### Problem
In your reply, reproduce the lines from the first one below to the line containing "box: [63, 40, 78, 44]", inclusive, exactly as they stand.

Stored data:

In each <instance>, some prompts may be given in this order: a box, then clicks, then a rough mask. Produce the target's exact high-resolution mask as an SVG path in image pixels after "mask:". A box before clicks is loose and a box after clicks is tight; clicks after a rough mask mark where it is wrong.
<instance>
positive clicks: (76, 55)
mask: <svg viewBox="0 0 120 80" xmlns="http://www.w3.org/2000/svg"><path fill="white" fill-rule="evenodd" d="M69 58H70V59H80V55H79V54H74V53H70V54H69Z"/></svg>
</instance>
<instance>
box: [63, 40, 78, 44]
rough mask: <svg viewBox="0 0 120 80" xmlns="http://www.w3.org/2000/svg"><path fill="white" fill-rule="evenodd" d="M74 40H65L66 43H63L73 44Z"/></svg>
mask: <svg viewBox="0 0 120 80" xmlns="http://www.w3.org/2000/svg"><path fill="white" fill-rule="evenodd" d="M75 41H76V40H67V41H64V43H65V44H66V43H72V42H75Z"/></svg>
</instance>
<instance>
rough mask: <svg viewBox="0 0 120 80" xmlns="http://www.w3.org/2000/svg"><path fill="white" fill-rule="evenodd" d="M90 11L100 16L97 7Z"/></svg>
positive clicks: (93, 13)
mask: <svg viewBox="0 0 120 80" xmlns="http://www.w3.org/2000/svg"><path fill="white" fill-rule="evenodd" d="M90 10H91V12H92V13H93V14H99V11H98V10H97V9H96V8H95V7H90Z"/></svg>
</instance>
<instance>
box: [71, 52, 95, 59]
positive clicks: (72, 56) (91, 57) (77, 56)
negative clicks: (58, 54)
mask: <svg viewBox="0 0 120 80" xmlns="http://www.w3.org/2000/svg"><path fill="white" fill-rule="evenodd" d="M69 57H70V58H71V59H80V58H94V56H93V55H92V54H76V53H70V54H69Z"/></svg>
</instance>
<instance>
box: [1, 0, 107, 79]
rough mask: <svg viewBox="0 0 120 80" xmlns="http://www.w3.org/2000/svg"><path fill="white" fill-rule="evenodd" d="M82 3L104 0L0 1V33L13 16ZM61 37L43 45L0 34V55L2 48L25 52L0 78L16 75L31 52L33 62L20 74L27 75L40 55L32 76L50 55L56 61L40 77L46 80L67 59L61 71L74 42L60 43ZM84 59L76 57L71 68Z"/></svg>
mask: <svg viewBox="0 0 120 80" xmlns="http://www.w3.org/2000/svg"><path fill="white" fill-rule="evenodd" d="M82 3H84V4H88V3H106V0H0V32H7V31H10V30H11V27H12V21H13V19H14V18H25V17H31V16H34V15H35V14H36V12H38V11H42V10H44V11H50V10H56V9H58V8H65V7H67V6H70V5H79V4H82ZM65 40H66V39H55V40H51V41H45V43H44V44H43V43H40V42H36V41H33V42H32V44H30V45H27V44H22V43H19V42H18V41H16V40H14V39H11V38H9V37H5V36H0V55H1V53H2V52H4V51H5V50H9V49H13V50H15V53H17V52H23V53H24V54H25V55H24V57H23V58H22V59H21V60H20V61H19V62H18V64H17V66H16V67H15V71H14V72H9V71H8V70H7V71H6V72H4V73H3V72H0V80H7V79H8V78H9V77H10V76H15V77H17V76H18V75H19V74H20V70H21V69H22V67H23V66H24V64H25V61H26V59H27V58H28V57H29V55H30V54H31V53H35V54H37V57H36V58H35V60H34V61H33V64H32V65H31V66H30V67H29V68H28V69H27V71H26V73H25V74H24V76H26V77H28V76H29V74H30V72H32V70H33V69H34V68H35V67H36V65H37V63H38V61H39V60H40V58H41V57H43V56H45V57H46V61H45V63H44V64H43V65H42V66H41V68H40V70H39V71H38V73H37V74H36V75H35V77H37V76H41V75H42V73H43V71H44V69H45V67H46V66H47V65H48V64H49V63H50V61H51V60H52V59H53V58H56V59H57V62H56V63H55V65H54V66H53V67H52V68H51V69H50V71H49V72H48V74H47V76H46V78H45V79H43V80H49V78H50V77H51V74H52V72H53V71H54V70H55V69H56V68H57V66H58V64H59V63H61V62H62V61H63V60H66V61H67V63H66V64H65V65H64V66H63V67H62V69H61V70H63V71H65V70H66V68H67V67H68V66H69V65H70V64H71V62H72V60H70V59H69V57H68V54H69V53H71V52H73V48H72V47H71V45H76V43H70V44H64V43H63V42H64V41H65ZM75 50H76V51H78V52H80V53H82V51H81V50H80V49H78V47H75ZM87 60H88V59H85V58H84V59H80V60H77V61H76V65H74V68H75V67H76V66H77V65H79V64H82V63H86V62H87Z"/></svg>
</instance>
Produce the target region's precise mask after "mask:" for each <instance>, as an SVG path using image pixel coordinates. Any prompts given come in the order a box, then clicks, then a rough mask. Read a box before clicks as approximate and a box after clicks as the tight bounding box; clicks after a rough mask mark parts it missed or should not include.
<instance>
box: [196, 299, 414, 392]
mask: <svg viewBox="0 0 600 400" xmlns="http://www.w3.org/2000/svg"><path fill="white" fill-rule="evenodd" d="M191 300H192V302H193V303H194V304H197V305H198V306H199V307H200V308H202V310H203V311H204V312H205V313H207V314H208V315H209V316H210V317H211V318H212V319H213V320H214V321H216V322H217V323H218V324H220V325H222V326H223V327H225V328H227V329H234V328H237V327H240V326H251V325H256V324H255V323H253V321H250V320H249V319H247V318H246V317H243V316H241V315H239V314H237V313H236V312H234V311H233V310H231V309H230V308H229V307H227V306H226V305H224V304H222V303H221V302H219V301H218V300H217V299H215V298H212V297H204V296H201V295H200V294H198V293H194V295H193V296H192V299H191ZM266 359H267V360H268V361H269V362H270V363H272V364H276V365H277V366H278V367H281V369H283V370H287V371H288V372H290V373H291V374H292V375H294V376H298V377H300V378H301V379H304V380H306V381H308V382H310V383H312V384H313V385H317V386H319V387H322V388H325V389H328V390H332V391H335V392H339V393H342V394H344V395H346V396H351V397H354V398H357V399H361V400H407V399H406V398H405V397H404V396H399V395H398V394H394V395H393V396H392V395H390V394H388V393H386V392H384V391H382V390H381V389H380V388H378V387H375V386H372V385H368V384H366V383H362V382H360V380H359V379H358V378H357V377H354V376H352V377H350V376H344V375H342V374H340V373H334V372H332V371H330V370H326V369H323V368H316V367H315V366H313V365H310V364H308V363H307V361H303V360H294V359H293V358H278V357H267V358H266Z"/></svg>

### Task solution
In each <instance>, some prompts may be given in this order: a box, then clicks, then a rough mask. Produce the target's exact high-resolution mask as an SVG path in image pixels after "mask:". A box before clicks is loose and a box after clicks is tight; clicks after a rough mask mark where it is wrong.
<instance>
positive clicks: (76, 55)
mask: <svg viewBox="0 0 120 80" xmlns="http://www.w3.org/2000/svg"><path fill="white" fill-rule="evenodd" d="M69 58H70V59H80V55H79V54H74V53H70V54H69Z"/></svg>
</instance>
<instance>
box: [63, 40, 78, 44]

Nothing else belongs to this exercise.